■ INFORMATION:
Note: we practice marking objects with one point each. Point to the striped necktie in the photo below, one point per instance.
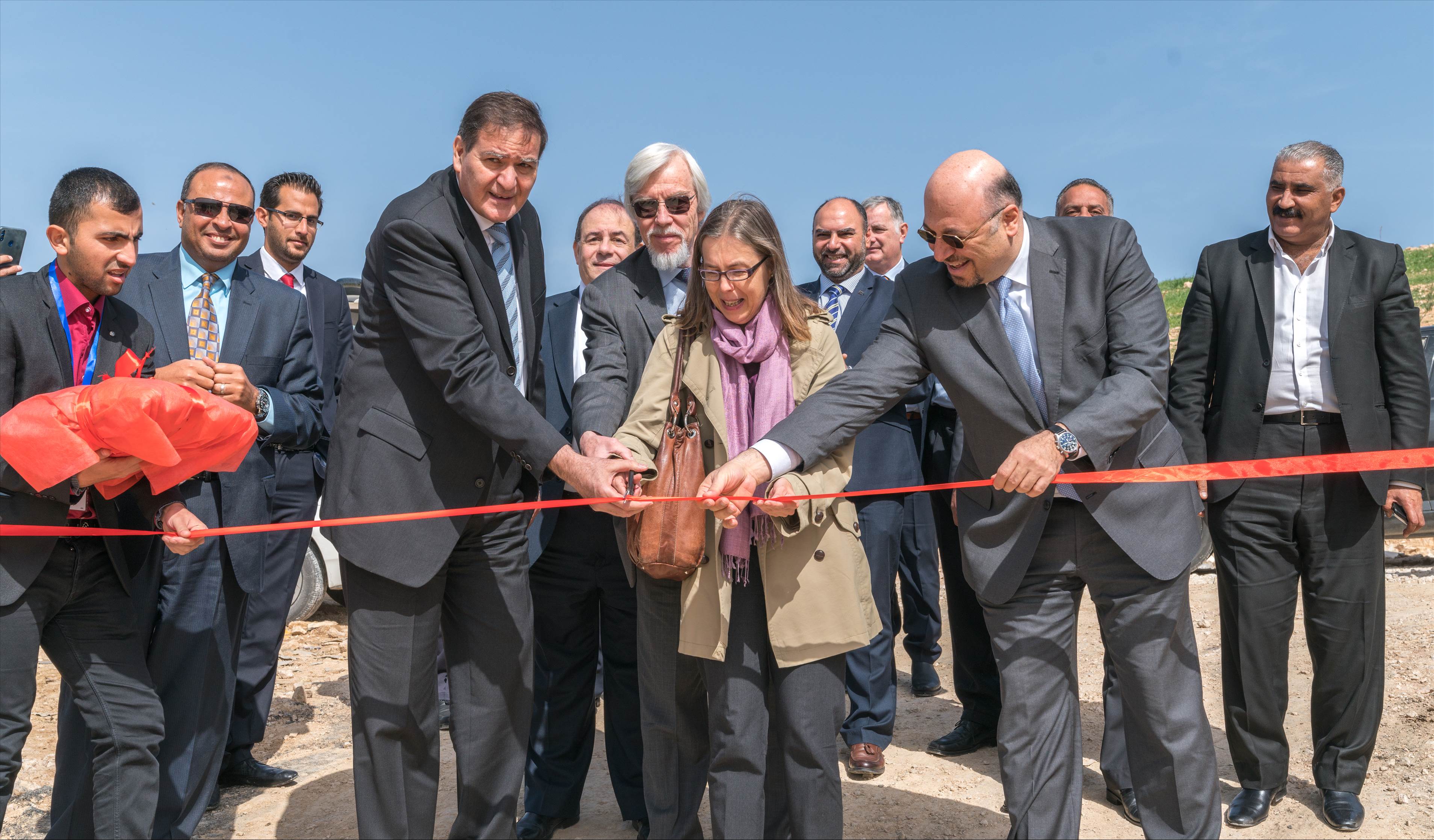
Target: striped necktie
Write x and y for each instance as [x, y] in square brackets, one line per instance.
[204, 325]
[504, 263]
[1014, 325]
[834, 303]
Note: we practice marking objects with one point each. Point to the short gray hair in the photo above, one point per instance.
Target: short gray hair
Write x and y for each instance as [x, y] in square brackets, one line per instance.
[891, 205]
[1311, 150]
[653, 158]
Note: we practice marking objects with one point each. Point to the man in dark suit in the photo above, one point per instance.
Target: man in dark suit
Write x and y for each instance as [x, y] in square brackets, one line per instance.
[885, 458]
[246, 340]
[1303, 339]
[583, 603]
[918, 607]
[442, 409]
[666, 191]
[62, 327]
[1052, 340]
[290, 205]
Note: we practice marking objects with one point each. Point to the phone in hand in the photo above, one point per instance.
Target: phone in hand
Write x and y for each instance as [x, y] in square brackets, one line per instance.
[12, 244]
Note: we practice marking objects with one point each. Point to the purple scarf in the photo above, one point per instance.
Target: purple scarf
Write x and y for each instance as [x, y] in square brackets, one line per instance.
[752, 406]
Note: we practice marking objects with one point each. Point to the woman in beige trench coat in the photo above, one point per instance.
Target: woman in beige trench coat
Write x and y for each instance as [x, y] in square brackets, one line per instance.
[786, 592]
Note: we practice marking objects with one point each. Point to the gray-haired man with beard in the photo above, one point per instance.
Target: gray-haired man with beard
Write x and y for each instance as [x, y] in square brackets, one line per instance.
[667, 195]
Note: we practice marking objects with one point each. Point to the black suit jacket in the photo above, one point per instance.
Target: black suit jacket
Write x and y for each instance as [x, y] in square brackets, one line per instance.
[333, 339]
[885, 452]
[558, 325]
[35, 359]
[1221, 370]
[267, 334]
[431, 418]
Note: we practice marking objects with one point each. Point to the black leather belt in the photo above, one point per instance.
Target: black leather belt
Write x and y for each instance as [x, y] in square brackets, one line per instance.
[1306, 418]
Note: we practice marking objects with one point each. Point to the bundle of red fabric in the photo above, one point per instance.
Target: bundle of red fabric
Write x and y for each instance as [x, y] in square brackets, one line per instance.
[175, 431]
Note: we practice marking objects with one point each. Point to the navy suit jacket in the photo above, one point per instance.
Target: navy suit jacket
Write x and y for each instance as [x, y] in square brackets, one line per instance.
[558, 325]
[267, 334]
[885, 452]
[333, 332]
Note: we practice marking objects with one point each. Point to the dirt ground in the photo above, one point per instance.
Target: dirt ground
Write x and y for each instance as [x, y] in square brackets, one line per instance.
[920, 796]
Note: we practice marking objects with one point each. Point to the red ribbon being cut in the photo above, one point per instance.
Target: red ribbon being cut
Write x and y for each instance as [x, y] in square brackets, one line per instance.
[1310, 465]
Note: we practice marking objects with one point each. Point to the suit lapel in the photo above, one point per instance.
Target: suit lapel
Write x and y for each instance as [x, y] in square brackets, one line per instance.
[240, 322]
[167, 302]
[651, 304]
[1261, 264]
[58, 329]
[482, 260]
[979, 311]
[1339, 279]
[1047, 279]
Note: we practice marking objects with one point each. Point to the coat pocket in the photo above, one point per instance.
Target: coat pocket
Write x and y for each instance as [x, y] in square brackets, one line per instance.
[396, 434]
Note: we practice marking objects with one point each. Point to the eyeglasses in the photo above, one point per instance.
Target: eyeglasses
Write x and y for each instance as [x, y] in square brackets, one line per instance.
[732, 274]
[646, 208]
[951, 239]
[210, 208]
[295, 218]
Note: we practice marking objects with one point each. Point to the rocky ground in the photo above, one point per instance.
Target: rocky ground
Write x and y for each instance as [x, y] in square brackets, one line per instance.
[920, 796]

■ ABOUT THIS EXERCISE: Using the listing above, show each line with the word "trench" in it.

■ EXERCISE SOLUTION:
Note: we practice marking objects with one point each. Point to the woman in beige trench coat in the photo above, one point per instance.
Target: woman in beige trench coat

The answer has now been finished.